◆ What you have to do:
Among the entries that follow, the required portion opens with the line containing "242L763 263L668 271L662" and closes with the line containing "box: [258, 0, 694, 155]". Give that portion again exactly, and nothing else.

◆ Material provided:
################
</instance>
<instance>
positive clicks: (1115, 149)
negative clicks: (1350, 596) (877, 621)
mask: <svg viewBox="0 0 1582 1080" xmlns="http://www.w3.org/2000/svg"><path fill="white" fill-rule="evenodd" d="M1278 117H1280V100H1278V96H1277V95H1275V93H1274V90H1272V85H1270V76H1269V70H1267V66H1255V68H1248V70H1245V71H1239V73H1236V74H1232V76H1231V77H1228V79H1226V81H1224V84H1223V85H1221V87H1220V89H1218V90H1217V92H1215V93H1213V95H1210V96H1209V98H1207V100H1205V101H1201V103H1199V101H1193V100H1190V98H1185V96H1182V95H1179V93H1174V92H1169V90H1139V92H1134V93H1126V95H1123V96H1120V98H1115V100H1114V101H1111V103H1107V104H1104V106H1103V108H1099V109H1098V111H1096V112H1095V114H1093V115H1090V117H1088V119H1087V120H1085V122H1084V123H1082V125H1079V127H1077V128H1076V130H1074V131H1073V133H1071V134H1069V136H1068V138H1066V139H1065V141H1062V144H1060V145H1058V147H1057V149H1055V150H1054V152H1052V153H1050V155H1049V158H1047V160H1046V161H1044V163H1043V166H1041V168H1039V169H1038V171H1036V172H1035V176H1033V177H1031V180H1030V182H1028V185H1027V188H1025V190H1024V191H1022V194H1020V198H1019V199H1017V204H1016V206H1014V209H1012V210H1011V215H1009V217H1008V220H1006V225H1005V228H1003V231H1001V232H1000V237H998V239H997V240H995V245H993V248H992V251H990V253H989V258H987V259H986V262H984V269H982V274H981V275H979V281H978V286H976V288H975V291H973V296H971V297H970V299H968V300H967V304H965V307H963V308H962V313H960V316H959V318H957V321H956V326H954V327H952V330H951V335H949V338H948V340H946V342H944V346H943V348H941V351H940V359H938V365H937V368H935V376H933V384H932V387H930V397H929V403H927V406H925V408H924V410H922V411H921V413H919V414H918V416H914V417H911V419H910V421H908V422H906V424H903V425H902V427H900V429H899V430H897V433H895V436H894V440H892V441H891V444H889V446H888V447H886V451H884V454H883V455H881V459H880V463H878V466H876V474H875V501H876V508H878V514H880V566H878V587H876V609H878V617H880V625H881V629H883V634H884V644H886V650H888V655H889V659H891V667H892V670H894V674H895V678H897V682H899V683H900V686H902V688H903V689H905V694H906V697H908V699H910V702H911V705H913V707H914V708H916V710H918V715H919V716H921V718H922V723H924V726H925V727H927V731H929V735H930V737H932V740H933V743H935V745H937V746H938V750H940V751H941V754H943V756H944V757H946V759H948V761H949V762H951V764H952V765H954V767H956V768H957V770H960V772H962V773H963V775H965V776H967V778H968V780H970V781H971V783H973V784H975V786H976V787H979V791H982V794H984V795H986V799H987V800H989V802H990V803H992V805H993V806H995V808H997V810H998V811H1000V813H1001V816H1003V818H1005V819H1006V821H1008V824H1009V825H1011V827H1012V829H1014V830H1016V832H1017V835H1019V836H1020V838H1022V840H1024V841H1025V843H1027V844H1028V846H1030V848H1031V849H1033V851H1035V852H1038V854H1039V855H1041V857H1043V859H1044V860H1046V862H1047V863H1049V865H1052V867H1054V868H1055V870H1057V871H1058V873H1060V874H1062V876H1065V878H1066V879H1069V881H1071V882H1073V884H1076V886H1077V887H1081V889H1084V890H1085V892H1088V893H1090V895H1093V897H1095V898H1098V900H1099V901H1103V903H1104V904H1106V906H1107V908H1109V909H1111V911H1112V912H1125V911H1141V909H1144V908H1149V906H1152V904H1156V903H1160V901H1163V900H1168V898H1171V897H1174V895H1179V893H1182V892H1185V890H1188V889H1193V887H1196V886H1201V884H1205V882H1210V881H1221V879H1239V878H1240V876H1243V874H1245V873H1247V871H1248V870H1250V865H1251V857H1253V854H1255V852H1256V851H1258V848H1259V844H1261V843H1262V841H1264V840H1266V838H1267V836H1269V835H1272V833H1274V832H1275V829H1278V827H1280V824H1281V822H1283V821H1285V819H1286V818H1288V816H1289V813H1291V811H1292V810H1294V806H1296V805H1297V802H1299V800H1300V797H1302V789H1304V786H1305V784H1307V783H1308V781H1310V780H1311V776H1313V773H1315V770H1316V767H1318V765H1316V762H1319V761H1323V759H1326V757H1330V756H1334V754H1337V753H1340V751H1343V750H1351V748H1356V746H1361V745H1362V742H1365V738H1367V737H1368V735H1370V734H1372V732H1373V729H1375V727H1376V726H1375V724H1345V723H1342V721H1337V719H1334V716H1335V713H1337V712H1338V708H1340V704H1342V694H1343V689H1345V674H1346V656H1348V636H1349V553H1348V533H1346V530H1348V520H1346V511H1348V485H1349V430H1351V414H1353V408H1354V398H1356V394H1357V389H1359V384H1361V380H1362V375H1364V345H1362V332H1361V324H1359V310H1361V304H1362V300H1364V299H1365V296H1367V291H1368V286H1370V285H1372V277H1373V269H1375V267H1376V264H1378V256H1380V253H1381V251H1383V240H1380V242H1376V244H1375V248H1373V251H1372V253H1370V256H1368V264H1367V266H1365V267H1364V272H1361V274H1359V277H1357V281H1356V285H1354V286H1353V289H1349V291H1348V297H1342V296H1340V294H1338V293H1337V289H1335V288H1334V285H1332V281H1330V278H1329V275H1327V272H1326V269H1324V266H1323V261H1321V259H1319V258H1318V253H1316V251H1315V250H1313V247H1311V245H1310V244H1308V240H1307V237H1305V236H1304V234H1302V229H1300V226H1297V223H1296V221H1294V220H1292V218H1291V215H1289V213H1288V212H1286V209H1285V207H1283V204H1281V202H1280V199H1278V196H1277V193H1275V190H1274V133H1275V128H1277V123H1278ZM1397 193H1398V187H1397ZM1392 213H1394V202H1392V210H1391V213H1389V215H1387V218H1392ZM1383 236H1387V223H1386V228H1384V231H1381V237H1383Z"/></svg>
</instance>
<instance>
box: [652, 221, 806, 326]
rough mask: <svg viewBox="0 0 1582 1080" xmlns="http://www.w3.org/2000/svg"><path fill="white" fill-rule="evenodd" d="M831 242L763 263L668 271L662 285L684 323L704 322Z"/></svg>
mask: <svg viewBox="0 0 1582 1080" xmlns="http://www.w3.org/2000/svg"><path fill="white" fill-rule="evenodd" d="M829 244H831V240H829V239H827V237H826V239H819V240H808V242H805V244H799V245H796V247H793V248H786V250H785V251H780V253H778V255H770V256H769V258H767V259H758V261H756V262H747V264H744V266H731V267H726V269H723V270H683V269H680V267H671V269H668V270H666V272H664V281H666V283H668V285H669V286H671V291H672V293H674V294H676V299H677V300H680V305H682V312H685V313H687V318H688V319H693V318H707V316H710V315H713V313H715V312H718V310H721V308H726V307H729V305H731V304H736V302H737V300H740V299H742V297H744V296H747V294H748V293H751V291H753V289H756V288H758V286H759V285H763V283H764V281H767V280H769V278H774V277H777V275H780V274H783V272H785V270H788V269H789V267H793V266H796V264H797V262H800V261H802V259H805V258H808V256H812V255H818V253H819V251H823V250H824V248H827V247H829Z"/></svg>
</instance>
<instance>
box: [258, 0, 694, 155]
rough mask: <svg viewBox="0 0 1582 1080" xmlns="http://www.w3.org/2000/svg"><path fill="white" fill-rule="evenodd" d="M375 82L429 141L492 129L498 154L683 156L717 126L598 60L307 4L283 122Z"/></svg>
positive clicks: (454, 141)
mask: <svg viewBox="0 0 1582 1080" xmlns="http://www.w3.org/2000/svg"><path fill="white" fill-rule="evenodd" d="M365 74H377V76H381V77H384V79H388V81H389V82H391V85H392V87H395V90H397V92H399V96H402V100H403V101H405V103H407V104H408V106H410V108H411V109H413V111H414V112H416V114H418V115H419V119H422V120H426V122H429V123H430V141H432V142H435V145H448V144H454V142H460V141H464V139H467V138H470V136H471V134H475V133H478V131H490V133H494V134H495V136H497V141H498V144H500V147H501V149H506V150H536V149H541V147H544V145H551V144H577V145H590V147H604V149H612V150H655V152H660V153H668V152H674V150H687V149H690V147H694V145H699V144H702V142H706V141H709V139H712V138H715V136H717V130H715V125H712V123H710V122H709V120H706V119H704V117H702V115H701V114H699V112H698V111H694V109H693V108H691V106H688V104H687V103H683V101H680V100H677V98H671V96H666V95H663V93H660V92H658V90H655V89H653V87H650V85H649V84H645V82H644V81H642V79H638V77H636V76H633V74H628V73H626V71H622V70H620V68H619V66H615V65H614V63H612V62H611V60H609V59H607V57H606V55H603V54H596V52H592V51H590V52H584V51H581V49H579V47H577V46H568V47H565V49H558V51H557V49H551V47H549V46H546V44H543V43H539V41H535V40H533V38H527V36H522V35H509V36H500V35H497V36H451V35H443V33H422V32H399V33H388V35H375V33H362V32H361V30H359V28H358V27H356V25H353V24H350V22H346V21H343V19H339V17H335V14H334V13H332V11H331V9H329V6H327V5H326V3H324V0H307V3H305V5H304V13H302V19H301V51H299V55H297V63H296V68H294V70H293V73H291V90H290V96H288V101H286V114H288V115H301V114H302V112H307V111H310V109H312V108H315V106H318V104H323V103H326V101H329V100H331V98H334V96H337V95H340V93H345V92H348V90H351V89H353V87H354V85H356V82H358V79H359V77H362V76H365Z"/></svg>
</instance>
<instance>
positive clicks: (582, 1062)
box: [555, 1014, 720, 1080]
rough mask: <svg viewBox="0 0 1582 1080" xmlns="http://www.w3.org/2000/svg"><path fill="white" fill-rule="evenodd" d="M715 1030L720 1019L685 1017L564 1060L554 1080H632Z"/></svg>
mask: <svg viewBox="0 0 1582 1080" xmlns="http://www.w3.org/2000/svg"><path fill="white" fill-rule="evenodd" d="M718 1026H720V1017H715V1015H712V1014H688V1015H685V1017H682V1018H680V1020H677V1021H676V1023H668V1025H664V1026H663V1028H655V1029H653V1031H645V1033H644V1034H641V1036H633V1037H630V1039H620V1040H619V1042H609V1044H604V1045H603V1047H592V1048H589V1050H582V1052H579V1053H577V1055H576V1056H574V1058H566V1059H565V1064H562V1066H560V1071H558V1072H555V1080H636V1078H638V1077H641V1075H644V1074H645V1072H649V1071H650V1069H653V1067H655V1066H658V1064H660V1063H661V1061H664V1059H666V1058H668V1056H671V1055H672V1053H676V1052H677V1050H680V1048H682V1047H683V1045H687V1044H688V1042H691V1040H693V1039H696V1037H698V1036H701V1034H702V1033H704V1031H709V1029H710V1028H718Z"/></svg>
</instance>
################
◆ Answer:
rough mask: <svg viewBox="0 0 1582 1080" xmlns="http://www.w3.org/2000/svg"><path fill="white" fill-rule="evenodd" d="M831 242L763 263L668 271L662 285L684 323L704 322Z"/></svg>
mask: <svg viewBox="0 0 1582 1080" xmlns="http://www.w3.org/2000/svg"><path fill="white" fill-rule="evenodd" d="M829 244H831V240H829V239H827V237H826V239H819V240H808V242H805V244H799V245H796V247H793V248H786V250H785V251H780V253H778V255H770V256H769V258H767V259H758V261H756V262H747V264H744V266H731V267H726V269H723V270H683V269H680V267H671V269H668V270H666V272H664V281H666V283H668V285H669V286H671V291H672V293H674V294H676V299H677V300H680V305H682V312H685V313H687V318H688V319H693V318H707V316H710V315H713V313H715V312H718V310H721V308H726V307H729V305H731V304H736V302H737V300H740V299H742V297H744V296H747V294H748V293H751V291H753V289H756V288H758V286H759V285H763V283H764V281H767V280H769V278H774V277H777V275H780V274H783V272H785V270H788V269H789V267H793V266H796V264H797V262H800V261H802V259H805V258H808V256H812V255H818V253H819V251H823V250H824V248H827V247H829Z"/></svg>
</instance>
<instance>
box: [258, 0, 694, 155]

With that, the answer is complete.